(Free-text object descriptions)
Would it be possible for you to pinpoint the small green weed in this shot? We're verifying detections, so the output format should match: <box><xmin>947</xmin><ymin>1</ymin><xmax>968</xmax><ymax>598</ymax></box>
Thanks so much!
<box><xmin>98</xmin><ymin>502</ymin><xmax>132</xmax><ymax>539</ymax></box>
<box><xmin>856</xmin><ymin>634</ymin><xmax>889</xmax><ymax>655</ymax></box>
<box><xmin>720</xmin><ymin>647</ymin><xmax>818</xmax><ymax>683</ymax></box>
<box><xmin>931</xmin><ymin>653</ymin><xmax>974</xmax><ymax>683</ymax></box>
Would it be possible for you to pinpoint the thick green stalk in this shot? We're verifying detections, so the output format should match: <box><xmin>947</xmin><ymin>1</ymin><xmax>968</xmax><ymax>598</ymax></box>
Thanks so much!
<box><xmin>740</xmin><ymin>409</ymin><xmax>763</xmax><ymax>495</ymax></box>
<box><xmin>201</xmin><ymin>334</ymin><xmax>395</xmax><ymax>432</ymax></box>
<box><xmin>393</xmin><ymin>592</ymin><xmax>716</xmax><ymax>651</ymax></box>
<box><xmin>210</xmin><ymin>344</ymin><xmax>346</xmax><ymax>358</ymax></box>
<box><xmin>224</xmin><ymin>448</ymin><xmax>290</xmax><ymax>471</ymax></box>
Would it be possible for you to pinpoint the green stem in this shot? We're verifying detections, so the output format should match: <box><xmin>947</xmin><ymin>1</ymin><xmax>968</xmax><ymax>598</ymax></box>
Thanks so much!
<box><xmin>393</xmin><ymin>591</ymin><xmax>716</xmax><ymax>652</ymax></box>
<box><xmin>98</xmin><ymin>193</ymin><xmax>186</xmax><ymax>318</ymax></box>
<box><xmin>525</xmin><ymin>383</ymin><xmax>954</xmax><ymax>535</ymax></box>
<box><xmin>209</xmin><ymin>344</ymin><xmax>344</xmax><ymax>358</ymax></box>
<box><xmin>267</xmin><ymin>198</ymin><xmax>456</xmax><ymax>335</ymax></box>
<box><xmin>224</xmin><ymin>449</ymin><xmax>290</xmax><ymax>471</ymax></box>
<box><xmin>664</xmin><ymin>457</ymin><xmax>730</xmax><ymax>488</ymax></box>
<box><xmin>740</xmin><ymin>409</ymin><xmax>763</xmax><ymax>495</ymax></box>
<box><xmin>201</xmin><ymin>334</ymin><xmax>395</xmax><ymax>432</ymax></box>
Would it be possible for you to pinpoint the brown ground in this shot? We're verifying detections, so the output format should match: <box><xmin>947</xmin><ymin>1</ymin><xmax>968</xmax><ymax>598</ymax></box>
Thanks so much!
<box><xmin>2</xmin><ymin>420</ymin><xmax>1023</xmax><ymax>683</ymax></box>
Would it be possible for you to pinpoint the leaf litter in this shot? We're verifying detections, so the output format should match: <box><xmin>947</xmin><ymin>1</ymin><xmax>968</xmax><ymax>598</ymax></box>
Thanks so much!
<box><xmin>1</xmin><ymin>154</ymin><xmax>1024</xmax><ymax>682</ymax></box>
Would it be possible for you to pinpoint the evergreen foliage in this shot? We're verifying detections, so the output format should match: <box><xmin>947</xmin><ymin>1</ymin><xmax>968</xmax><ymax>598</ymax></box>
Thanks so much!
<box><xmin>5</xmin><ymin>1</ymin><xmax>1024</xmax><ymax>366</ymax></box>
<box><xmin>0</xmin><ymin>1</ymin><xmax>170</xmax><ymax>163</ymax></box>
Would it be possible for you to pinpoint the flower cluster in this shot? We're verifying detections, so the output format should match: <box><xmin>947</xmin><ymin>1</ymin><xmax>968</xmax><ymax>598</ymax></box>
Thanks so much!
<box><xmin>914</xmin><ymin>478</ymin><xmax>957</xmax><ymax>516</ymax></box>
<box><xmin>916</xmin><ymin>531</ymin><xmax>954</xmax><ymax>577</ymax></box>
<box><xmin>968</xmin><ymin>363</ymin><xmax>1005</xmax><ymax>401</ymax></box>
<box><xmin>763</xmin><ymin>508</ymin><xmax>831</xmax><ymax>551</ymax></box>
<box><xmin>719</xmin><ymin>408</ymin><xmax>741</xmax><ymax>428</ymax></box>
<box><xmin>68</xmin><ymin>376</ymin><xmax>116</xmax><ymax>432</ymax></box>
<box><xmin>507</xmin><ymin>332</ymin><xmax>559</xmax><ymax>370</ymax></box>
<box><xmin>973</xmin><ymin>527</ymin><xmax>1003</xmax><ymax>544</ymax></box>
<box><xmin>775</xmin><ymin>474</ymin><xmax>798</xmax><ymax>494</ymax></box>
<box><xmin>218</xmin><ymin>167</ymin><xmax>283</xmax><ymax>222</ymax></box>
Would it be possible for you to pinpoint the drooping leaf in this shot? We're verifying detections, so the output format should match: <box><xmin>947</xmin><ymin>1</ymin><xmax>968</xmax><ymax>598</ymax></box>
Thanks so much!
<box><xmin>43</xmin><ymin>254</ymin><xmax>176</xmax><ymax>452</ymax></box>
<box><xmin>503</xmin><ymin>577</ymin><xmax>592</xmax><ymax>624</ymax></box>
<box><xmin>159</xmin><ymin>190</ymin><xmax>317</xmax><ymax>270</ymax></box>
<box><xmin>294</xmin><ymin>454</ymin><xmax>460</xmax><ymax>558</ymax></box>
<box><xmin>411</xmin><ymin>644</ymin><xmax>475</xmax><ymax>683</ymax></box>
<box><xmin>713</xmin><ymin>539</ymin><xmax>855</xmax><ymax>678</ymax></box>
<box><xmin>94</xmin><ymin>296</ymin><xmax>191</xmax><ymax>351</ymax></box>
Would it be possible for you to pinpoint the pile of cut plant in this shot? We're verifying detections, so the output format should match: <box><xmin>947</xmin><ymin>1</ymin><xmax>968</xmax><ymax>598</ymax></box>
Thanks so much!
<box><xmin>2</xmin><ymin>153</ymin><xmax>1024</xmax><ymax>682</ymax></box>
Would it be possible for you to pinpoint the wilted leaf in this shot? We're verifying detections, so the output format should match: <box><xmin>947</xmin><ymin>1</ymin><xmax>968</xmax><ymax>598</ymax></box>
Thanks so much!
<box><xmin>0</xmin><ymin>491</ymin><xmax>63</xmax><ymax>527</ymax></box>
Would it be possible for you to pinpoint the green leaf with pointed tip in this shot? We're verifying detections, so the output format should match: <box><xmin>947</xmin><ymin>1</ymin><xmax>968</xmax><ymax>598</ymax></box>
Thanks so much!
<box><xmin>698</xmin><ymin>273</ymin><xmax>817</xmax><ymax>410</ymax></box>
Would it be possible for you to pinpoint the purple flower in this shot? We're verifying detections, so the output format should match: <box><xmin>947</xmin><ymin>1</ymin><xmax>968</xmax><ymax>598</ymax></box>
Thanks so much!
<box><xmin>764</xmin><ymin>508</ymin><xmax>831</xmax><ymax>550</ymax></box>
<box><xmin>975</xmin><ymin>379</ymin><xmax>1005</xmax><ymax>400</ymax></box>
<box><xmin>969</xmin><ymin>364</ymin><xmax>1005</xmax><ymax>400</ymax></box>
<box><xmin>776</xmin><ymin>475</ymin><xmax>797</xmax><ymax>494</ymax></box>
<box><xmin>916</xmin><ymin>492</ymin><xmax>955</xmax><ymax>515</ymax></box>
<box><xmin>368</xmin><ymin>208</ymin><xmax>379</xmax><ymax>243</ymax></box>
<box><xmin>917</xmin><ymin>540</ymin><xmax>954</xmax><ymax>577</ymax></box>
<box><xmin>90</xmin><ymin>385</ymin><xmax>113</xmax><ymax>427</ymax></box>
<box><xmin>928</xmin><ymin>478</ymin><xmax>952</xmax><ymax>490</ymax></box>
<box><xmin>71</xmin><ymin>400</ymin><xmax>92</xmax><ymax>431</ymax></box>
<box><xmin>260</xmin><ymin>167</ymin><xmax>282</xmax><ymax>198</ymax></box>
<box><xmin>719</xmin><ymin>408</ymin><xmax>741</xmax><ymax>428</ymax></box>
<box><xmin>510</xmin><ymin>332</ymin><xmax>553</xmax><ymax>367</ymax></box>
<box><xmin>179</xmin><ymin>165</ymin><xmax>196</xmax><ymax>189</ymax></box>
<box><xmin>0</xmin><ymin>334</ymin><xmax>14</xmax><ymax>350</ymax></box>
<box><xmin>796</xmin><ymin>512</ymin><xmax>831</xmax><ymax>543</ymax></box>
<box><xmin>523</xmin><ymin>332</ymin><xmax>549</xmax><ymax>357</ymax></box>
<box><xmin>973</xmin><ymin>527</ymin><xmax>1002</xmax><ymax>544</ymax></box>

Task:
The response must consist solely of the lines from the top of the records through the line holding "Would it be possible for you to pinpoint the thick", copied word for word.

Result of this exercise:
Would it be possible for you to pinpoint the small green weed in this shot? We're verifying detections, so the output format should match: <box><xmin>947</xmin><ymin>1</ymin><xmax>968</xmax><ymax>598</ymax></box>
Thanks so much!
<box><xmin>98</xmin><ymin>502</ymin><xmax>132</xmax><ymax>539</ymax></box>
<box><xmin>856</xmin><ymin>634</ymin><xmax>889</xmax><ymax>655</ymax></box>
<box><xmin>720</xmin><ymin>647</ymin><xmax>818</xmax><ymax>683</ymax></box>
<box><xmin>931</xmin><ymin>653</ymin><xmax>974</xmax><ymax>683</ymax></box>
Would it be possible for you to pinpoint the thick green stalk in this shot? We're verifying detections, so the output format should match: <box><xmin>947</xmin><ymin>1</ymin><xmax>968</xmax><ymax>598</ymax></box>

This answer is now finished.